[Object position labeling entries]

# # # #

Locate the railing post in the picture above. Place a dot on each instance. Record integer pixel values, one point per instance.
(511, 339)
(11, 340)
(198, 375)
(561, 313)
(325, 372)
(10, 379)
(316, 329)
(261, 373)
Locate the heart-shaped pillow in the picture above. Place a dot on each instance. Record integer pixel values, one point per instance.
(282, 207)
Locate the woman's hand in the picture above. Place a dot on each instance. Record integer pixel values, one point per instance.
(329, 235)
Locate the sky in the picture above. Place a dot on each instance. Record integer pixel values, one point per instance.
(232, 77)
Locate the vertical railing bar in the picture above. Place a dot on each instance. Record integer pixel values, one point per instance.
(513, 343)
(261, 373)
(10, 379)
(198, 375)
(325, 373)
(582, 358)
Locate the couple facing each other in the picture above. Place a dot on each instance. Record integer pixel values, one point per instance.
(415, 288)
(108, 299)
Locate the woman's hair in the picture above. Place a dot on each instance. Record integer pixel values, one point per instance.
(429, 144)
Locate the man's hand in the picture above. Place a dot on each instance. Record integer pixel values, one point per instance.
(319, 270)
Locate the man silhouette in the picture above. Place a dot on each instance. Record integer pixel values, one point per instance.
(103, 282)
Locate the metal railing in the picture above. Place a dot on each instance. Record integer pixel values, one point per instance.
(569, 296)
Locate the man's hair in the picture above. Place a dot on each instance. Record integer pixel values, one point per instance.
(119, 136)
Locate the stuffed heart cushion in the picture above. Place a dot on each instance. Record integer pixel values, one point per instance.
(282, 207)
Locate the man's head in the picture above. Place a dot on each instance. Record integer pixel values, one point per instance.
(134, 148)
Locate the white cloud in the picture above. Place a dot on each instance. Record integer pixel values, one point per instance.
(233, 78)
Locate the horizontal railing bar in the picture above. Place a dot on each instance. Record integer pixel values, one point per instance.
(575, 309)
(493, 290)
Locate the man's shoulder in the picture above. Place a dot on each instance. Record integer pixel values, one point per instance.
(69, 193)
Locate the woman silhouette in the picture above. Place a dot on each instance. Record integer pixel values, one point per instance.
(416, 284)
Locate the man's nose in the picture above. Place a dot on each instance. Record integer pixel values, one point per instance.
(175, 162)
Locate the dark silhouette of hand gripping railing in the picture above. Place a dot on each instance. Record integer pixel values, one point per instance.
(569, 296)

# # # #

• [Stated exercise]:
Reproduce every row above word for word, keeping them in their original order.

• [Response to the exercise]:
Locate the railing post in the picture above. Place a dot on each instance. Record integer pixel values, one point per instance.
(511, 339)
(11, 340)
(198, 375)
(561, 313)
(325, 372)
(10, 379)
(316, 329)
(261, 373)
Locate the heart-shaped pillow in the picture above. Place a dot on each instance. Record integer pixel values, one point per instance.
(282, 207)
Locate the woman's hand in the picture above. Place a dot on each instance. Record integer pixel values, one point per instance.
(329, 235)
Locate the sky in the picture above. Place a dot on each instance. Record integer pixel values, one point per instance.
(232, 77)
Locate the vertical railing bar in the picture above. Place a dot on each instance. Record integer pixel values, one point per instance.
(513, 343)
(261, 373)
(10, 379)
(198, 375)
(325, 373)
(582, 358)
Locate the couple facing each other in the picture above. Place a dot on each instance. Record integer pixel values, one point per instance.
(415, 288)
(108, 299)
Locate the woman's hair in the picture above. Place a dot on each instance. Record integer pixel values, one point per instance.
(429, 144)
Locate the man's hand in the picture above. Place a dot on each instance. Record integer pixel values, one point per instance.
(319, 270)
Locate the man silhouette in the picture above. Place a dot on each instance. Record integer pixel values, one point per instance.
(103, 282)
Locate the metal railing in the picture above. Place a dot on each instance. Record integer pixel values, one point per instance.
(569, 296)
Locate the man's hair in the picture above. Place a dot on each instance. Record integer pixel values, one point per instance.
(119, 136)
Locate the stuffed heart cushion in the picture above. Place a dot on each instance. Record integer pixel values, one point per instance.
(282, 207)
Locate the man's head in the picture above. Place a dot on each instance. Record integer pixel values, one point per instance.
(134, 148)
Locate the white cloud in the picture above. Place a dot on each instance. Record integer pixel values, one point per instance.
(233, 78)
Locate the horizontal railing bar in the picture above. Place a dot on each instance. Record integer pixel values, one point per instance.
(575, 309)
(493, 290)
Locate the man's shoulder in the picture above. Place a dot on each instance. Record integer pixel values, one point per instance.
(69, 193)
Locate the woman silhouette in the picture above. Place a dot on each instance. Record integer pixel values, one point per instance.
(416, 284)
Locate the man's nose in the picture above. Place a dot on each instance. Record integer pixel values, one point per instance.
(175, 162)
Locate the dark silhouette of hand gripping railing in the picture above. Place a dot on each instance. Record integer pixel values, one point per instance.
(569, 296)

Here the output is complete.